• **Point-based annotation data**
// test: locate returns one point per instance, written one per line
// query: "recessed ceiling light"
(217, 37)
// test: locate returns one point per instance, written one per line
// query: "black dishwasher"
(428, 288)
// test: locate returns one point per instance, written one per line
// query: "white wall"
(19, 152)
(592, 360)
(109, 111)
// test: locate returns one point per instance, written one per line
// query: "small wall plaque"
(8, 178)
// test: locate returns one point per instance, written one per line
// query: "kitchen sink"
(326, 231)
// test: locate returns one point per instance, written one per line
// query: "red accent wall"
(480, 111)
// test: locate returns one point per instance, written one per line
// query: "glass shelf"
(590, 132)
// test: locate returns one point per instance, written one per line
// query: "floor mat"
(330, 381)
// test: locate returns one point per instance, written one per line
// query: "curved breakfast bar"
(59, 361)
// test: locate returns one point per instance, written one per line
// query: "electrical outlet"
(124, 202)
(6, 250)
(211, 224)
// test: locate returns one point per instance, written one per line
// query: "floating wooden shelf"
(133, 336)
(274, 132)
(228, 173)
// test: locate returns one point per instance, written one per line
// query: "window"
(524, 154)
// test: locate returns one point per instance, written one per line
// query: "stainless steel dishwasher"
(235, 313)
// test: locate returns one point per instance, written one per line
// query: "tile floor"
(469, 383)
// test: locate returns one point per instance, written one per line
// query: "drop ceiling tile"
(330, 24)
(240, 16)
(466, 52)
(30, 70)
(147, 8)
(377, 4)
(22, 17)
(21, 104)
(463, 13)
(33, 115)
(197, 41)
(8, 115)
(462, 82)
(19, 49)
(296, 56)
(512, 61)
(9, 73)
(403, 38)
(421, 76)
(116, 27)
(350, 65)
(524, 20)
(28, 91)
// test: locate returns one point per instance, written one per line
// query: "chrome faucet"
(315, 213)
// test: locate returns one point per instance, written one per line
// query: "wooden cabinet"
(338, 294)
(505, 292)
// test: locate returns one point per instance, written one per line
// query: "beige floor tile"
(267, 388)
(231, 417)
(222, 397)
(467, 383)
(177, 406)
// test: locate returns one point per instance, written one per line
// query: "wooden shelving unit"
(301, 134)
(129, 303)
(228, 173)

• **GIVEN REQUEST**
Display every line in the entries above that contains the word "floor", matching its case exactly.

• **OUTPUT**
// query: "floor mat"
// query: "tile floor"
// query: "beige floor tile"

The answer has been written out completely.